By Will Kirk
This Saturday, Fifth District Republicans face a number of critical choices. They will nominate a candidate for Congress, and delegates and alternate delegates to the national convention.
But perhaps no decision looms larger than the Fifth District’s choice of its three members to the Virginia GOP State Central Committee. It is my concern over the importance of that choice that motivates this column.
There are four candidates for the three positions – Madison County chairman Bill Harvill, incumbent SCC member Renee Maxey, Virginia Federation of Republican Women representative Jo Holden, and Greene County chairman Ed Yensho. All have been members of the Fifth District GOP Committee for the past several years.
Delegates have heard much talk about uniting the party, or electing Republican candidates. Neither of these functions is the primary role of SCC. SCC makes important policy decisions for the Virginia GOP, such as the choice between primaries and conventions to nominate candidates.
But perhaps its most important function is serving as the rulemaking body for the RPV, and the highest “court of appeal” for all disputes within the party at the local and district level. In effect, SCC writes and enforces the rules by which we all participate. It is our chief “lawmaker;” its role is to set the rules and then be the “umpire” to call the balls and strikes – making sure the rights of all participants in our Republican Party process are protected.
This is why I am so concerned over the SCC races in the Fifth. Three of the candidates – Maxey, Yensho and Holden – have a stellar record of standing for the rule of law and the protection of the rights of all our party activists. The exception is Mr. Harvill, as I will explain.
1. In 2014, the RPV was rocked by an unprecedented wave of “slating” – the process of preventing longtime grassroots activists from joining their local GOP or attending district and state conventions. The 7th and 5th Districts were Ground Zero for the slating wars. In Campbell County, where I had served as chairman from 2010-2013, our mass meeting was invaded by scores of Democrats, who voted out every member of our local GOP committee and denied over 100 loyal GOP activists election as state and district convention delegates. The mass meeting was appealed to the Fifth District, which ruled in May 2014 that the slating was illegal. Shockingly, Mr. Harvill joined the minority in voting to uphold the slating! (Yensho, Holden and Maxey voted to overturn the slating and allow all delegates to participate).
2. At the Fifth District convention a week later, Mr. Harvill was a member of the Credentials Committee. Despite a binding ruling from RPV’s general counsel that all Campbell’s delegate applicants must be seated, Mr. Harvill instead voted to prohibit all Campbell delegates from participating. While all the other counties’ delegates voted, we had to turn around and drive home without a vote! (Yensho, also on the Credentials committee, voted to follow the general counsel’s ruling and allow all the delegates to participate).
3. In August, SCC issued its final ruling that the slating was indeed illegal, and overturned the results of the mass meeting. Yet in December 2014, Mr. Harvill, by now Fifth District vice chairman, joined then-Fifth District chairman Jon Berkley to defy SCC’s order and an accompanying binding general counsel ruling, and re-install the illegal slaters as the alleged “Campbell Republican Committee!” (Yensho, Maxey and Holden voted to follow SCC’s instructions and the Party Plan).

What you are asked to do:
Please continue the column on the Fifth District's State Central Committee race, picking up right after its third numbered point. The lines that come next have nothing to do with the column above.

Provided data:
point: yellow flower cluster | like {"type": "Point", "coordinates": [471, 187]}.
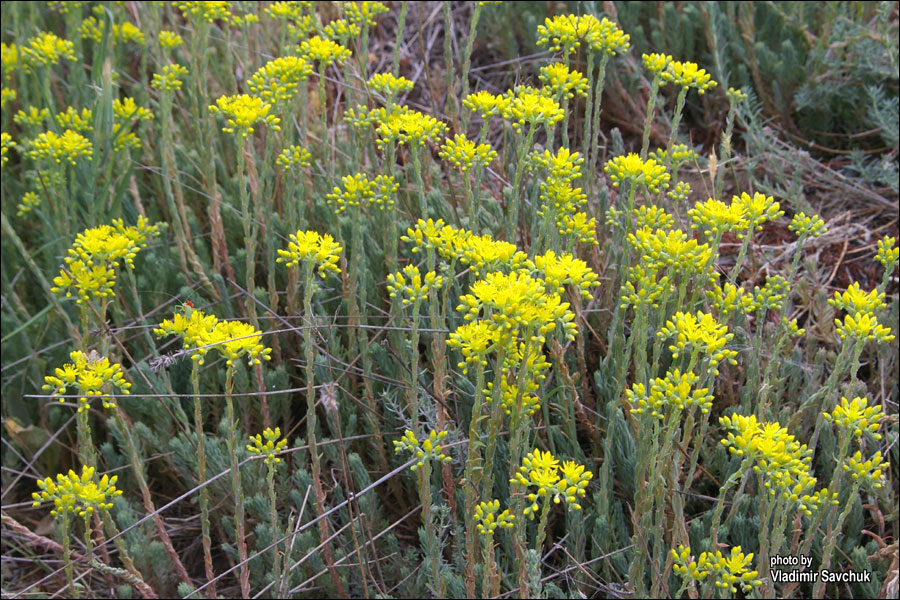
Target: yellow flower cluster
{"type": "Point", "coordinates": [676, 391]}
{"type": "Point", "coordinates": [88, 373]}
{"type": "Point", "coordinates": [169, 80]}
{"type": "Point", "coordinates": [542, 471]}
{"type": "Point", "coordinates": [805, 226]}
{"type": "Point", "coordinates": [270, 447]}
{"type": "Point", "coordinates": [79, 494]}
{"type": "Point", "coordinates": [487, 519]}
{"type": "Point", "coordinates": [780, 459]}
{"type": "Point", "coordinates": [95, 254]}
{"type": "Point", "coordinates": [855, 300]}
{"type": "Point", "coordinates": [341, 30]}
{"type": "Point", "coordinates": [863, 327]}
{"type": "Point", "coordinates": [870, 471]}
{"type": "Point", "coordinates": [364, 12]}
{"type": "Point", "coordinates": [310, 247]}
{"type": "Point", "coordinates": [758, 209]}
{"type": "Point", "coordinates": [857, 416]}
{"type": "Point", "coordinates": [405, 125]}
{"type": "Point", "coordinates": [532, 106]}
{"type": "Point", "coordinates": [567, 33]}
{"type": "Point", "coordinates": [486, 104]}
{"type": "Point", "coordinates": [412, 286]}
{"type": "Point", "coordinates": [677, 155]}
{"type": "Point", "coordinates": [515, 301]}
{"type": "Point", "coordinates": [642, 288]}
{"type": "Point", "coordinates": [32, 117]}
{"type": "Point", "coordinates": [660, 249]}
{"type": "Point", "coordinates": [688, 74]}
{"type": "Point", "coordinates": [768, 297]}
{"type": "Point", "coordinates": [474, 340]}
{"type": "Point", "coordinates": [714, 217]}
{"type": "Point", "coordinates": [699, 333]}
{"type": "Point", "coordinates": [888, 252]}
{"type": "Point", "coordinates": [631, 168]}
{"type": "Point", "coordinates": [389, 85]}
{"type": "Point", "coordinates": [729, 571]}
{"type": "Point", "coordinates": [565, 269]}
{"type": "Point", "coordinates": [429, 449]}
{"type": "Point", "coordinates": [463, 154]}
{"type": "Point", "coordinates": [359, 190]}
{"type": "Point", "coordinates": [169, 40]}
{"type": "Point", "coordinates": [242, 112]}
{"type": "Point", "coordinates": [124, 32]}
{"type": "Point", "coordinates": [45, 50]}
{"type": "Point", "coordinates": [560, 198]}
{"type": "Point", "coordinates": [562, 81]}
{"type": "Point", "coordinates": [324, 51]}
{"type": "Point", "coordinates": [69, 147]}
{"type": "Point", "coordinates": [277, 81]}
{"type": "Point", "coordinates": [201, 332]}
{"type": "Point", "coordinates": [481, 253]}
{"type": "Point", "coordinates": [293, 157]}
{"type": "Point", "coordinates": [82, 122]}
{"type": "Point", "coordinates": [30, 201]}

In response:
The following month, SCC finally took stern action to end the lawlessness in the Fifth. It declared that the Berkley-Harvill Fifth District Committee was a “non-functioning committee,” as it refused to abide by the state party’s rulings, and removed Berkley as chairman, replacing him with Lynn Tucker. RPV chairman John Whitbeck issued a stern warning from the podium that RPV expected the Fifth to henceforth abide by the Party Plan and SCC rulings.
4. Under Lynn’s leadership, the Fifth has done so. The Fifth District has ceased to be the subject of constant RPV discipline for defiance of the rules and the rights of our devoted GOP activists. We hoped the lawlessness of the Berkley-Harvill administration was over. But it was not to be.
At this year’s Madison County mass meeting, Chairman Harvill refused to allow members of the party in his own county to join the Madison GOP at its mass meeting! He issued a call that completely ignored the RPV requirement to call for election of local party members. He refused numerous requests by attendees at the mass meeting to furnish copies of the rules for the meeting, and rejected the request of many local GOP activists, led by Mrs. Kim Smith, to join the Madison GOP.
Mrs. Smith and the others filed with the Fifth District Committee a formal protest of Harvill’s illegal actions against his own local party members. Harvill was finally forced to grudgingly call a subsequent meeting and elect the new members.
This is the heart of my concern. The State Central Committee is the group charged with writing just rules and enforcing them fairly, ensuring that the rights of all Republican activists – regardless of their ideological flavor – are protected. It is crucial to the integrity of the process that SCC be made up of folks with a demonstrated commitment to the rule of law, and a dedication to protecting the rights of us all.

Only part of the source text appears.